## DOCUMENT PASSAGE
“Whenever you feel like criticizing any one . . . just remember that all people in this world haven’t had the advantages you’ve had.”
-F. Scott Fitzgerald
Yesterday, I read a great column in the New York Times by Nicholas Kristof about compassion and empathy. The point of the article was to look at the distinction between asking someone to be personally accountable versus recognizing in a civil society that it is our responsibility to help others.
The origin of the article was based on some comments Kristof had received from a number of recent columns he’d written on the federal food stamps program. The gist of the feedback was that we shouldn’t be subsidizing families that are “too lazy” to take care of themselves. As Kristof writes:
“Let’s acknowledge one point made by these modern social Darwinists: It’s true that some people in poverty do suffer in part because of irresponsible behavior, from abuse of narcotics to criminality to laziness at school or jobs. But remember also that many of today’s poor are small children who have done nothing wrong.
Some 45 percent of food stamp recipients are children, for example. Do we really think that kids should go hungry if they have criminal parents?”
The current public debate over healthcare personifies this dilemma we face when trying to emphasize with those that were given less in life. (Unfortunately, the inability of the government to execute on the implementation of Obamacare has somewhat tainted this debate.)
In “A Theory of Justice” the philosopher John Rawls proposed the veil of ignorance to help us in determining our role in helping others and as a way to find morality in many situations. According to Rawls, under the veil of ignorance:
“No one knows his place in society, his class position, or social status; nor does he know his fortune in the distribution of natural assets and abilities, his intelligence and strength, and the like.”
As a result, since a person may occupy any position in society after the veil is lifted, the person must then evaluate any position from all perspectives of society.
Certainly, the idea that I could wake up one day and not be preparing for a festive thanksgiving with friends and family, but rather be a homeless person wandering the icy streets of New York provides a different perspective as to how to treat those that are less fortunate.
Back to the global macro grind...
As it relates to the U.S. equity markets, today is a day that is a bit of a market veil of ignorance as it is historically is the lowest volume trading day of the year. As a result, there probably won’t be a lot of read through from the market action today. Internationally, there has actually been a slew of data out over the last 24 hours and some key points to highlight include:
- Euro-area unemployment dropping to 12.1% from 12.2% in October and Eurozone flash CPI coming in at a anemic 0.9% (but higher versus last month’s 0.7%);
- German retail sales came in at -0.8% month-over-month versus and estimate of +0.5%; and
- Japanese unemployment came in at 4.0%, CPI inline at 1.1%, and industrial production disappointed versus growing 0.5% month-over-month versus an estimate of 2.0%.

## PROBLEMS
1: What is the Spanish translation of this sentence from the post: "As a result, since a person may occupy any position in society after the veil is lifted, the person must then evaluate any position from all perspectives of society."?
2: Can you give the entries as a numbered list, starting at the line that contains "det: distant building" and ending at the last line of the entries, with blank lines left out?
The post above and the entries that come after it are unrelated material.

## DATA EXCERPTS
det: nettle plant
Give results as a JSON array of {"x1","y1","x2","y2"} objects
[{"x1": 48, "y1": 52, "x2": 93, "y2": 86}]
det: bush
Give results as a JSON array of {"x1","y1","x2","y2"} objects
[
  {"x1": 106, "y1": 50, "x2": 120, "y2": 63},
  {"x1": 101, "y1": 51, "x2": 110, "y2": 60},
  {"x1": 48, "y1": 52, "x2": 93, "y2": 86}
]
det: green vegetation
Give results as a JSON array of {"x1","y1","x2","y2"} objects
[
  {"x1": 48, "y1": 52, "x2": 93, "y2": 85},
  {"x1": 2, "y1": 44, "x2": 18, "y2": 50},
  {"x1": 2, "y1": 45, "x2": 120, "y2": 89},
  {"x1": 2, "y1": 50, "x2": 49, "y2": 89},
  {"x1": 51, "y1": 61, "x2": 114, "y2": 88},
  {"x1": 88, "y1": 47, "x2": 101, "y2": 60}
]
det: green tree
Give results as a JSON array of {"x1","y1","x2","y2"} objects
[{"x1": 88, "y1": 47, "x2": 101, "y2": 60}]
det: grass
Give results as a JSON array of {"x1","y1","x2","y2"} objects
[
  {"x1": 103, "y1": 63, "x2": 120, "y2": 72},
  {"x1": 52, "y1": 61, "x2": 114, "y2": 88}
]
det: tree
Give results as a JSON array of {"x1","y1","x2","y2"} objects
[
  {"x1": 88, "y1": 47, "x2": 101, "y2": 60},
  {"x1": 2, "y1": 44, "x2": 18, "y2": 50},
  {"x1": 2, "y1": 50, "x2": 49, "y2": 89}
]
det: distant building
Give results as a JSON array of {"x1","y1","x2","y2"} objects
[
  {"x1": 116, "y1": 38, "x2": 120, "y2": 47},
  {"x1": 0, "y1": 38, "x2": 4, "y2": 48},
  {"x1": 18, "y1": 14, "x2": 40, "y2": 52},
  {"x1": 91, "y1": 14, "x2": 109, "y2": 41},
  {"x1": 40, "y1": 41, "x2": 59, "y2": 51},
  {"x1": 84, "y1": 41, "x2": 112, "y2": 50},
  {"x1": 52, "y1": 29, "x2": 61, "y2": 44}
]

## EXPECTED RESULTS
1: Como resultado, dado que una persona puede ocupar cualquier posición en la sociedad una vez levantado el velo, la persona debe entonces evaluar cualquier posición desde todas las perspectivas de la sociedad.

2:
1. det: distant building
2. Give results as a JSON array of {"x1","y1","x2","y2"} objects
3. [
4.   {"x1": 116, "y1": 38, "x2": 120, "y2": 47},
5.   {"x1": 0, "y1": 38, "x2": 4, "y2": 48},
6.   {"x1": 18, "y1": 14, "x2": 40, "y2": 52},
7.   {"x1": 91, "y1": 14, "x2": 109, "y2": 41},
8.   {"x1": 40, "y1": 41, "x2": 59, "y2": 51},
9.   {"x1": 84, "y1": 41, "x2": 112, "y2": 50},
10.   {"x1": 52, "y1": 29, "x2": 61, "y2": 44}
11. ]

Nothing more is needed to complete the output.